▶ _Set exercise_: In the listing below, rewrite everything from the line containing "Pest-scouting request: tag the green" down to the end of the listing, changing "soccer ball" to "football" and leaving the rest as it is.

************

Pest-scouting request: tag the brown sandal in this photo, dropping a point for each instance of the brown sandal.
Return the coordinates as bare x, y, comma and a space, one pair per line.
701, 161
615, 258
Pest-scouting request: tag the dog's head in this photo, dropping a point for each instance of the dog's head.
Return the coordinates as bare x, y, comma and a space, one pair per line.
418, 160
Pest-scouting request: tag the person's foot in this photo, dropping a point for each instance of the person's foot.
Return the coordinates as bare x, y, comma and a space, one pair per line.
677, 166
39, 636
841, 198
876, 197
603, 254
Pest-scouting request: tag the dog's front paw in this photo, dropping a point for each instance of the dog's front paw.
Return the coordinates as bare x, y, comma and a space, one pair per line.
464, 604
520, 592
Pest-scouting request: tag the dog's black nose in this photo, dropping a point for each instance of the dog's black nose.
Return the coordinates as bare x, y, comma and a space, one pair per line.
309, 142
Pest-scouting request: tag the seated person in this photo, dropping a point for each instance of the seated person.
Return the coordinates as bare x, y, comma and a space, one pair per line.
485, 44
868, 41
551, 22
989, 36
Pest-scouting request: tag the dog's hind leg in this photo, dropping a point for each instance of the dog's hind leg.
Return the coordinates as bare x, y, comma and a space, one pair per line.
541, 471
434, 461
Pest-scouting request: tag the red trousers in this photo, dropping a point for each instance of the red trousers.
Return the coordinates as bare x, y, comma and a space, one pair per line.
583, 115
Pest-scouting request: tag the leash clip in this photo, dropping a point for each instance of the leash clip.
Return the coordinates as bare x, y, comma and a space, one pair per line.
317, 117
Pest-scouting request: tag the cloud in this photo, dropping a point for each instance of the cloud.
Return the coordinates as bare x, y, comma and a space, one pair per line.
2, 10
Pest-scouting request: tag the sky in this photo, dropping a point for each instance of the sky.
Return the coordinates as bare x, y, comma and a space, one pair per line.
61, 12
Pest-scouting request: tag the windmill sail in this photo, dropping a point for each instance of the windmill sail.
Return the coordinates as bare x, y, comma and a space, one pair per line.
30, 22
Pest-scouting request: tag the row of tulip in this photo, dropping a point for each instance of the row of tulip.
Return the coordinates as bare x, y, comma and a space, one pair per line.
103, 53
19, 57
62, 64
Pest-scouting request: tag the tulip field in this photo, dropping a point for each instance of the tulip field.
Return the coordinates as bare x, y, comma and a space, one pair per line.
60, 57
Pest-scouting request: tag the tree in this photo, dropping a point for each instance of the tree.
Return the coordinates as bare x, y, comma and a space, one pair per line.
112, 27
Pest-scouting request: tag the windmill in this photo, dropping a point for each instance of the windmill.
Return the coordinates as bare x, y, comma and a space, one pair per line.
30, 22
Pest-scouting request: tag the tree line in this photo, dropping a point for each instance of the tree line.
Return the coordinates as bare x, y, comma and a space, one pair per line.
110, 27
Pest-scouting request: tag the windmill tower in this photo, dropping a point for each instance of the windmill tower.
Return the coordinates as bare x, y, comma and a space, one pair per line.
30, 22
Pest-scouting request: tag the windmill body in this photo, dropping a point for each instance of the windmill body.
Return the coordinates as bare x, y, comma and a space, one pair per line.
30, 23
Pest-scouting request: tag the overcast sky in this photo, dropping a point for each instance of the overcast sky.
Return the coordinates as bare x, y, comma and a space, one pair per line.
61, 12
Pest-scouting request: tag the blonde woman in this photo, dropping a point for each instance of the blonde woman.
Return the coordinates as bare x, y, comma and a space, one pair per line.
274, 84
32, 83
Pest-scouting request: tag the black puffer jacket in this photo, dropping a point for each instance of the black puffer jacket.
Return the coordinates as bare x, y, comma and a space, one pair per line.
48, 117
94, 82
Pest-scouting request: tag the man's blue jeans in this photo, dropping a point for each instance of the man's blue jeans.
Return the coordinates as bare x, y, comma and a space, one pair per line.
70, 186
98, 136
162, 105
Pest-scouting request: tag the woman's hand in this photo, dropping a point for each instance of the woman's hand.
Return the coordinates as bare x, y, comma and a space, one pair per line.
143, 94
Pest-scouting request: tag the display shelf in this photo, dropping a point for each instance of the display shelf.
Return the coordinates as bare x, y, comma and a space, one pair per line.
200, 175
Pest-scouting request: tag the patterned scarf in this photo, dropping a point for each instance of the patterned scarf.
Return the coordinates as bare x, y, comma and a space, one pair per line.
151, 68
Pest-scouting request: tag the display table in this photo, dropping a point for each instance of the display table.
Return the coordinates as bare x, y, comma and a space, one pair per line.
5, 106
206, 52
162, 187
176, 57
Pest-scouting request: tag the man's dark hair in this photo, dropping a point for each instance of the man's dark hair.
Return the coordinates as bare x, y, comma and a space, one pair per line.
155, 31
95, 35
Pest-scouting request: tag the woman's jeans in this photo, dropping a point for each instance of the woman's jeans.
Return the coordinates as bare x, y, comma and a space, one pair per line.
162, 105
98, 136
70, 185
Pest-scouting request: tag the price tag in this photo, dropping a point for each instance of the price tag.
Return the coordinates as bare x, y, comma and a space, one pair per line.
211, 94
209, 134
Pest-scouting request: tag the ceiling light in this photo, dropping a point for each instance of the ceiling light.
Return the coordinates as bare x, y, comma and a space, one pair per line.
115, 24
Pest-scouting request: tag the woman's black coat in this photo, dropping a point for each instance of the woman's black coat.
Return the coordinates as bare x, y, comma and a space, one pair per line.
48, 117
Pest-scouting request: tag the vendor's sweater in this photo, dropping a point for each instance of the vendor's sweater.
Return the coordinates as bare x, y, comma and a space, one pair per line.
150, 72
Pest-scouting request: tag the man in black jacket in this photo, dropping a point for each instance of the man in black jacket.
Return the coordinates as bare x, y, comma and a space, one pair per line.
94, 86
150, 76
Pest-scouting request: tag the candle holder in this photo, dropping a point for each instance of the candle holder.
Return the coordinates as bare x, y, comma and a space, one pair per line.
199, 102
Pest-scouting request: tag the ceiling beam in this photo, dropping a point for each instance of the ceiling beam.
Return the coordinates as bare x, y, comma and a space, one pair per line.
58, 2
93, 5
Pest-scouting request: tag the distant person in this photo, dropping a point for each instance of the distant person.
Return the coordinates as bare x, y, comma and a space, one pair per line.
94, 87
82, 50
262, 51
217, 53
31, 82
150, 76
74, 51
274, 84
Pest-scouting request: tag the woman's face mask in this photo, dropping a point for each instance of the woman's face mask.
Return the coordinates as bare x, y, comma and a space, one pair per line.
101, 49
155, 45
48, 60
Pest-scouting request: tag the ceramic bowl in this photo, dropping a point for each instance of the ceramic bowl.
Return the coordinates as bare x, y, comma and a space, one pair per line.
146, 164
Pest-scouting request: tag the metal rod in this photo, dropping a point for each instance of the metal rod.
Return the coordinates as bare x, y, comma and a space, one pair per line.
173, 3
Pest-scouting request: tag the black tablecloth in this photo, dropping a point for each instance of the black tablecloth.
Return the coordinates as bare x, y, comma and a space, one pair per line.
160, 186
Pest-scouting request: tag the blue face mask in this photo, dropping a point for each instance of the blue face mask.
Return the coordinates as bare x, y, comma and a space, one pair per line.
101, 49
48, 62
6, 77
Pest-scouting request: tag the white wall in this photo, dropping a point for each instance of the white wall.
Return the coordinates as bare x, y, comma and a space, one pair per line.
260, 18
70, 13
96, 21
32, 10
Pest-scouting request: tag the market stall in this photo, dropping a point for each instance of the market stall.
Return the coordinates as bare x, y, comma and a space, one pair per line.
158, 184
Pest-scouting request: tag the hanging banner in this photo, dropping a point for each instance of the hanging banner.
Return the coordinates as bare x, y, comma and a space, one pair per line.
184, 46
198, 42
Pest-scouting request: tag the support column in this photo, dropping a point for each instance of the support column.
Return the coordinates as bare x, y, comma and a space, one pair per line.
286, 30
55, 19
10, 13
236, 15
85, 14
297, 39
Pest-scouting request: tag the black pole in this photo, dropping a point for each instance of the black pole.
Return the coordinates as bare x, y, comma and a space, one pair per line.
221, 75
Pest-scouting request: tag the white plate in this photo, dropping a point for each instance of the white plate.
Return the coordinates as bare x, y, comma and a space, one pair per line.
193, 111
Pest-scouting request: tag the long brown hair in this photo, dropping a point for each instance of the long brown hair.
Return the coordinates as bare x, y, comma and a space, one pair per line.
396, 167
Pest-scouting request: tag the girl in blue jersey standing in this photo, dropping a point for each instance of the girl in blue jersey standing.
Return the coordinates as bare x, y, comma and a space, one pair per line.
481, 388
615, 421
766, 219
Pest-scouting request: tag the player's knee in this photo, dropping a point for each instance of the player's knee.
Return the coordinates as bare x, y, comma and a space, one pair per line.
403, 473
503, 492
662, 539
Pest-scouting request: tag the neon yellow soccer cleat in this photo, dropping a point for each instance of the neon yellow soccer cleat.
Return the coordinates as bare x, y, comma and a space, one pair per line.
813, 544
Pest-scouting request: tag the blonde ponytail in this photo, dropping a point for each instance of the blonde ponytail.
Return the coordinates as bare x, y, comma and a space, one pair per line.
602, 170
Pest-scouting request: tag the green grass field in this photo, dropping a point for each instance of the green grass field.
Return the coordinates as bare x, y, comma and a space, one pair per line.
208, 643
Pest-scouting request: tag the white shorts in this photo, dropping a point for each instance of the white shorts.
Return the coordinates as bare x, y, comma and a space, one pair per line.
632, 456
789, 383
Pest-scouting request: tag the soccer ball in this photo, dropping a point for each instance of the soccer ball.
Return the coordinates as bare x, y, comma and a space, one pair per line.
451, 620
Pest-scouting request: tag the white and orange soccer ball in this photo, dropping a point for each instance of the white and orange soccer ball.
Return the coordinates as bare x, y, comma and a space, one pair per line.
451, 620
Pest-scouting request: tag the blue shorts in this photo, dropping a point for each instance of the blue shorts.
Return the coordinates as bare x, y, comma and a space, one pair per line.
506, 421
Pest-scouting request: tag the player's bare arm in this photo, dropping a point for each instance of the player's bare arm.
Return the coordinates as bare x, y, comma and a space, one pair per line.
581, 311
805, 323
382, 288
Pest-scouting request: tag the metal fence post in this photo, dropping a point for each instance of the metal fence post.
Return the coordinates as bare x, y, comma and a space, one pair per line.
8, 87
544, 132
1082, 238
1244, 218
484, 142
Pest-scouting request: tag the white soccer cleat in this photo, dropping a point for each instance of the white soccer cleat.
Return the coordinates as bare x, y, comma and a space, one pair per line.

************

▶ _Solution below_:
Pest-scouting request: tag the green grass field in this photo, dropping a point for each instance of the green grass field.
Return the coordinates as bare x, y, comma and a space, one pair per line.
208, 643
Pest-scouting request: tag the white shorts in this photo, dropping a point for each instance of the white shorts.
Return the coordinates as bare x, y, comma and a space, one pair per line.
632, 456
789, 383
Pest-scouting request: tag the football in this photo, dropping a point for each instance of the football.
Return the coordinates as bare x, y, comma and a space, one pair per line.
451, 620
Pest-scouting request: tag the white and orange football in this photo, dropping a point for each instance of the white and orange football.
Return the coordinates as bare x, y, comma and a space, one pair per line.
451, 620
Pest-scouting request: tag the blue shorts in this photo, dropping a point for each instance of the blue shorts.
Return the coordinates as bare x, y, comma and a space, one pair per line.
506, 421
Pest-scouting request: tag the player's bare arm in this photo, dropping a point for each instance of the player's bare arm.
Return the coordinates as bare x, y, comma and a space, one pair per line.
581, 311
805, 323
382, 288
Pest-scouting request: tag the metal fence post in this photo, dropping a point for each instance of the metal fence post.
Return the coordinates as bare x, y, comma and a space, one pair per line.
8, 87
544, 132
1082, 238
1244, 218
484, 142
Pest-scouting request: tag the white soccer cleat in this photo, dropping a point for each instance of the white soccer cleat.
Return the coordinates as bare x, y, comma and a space, one pair per line.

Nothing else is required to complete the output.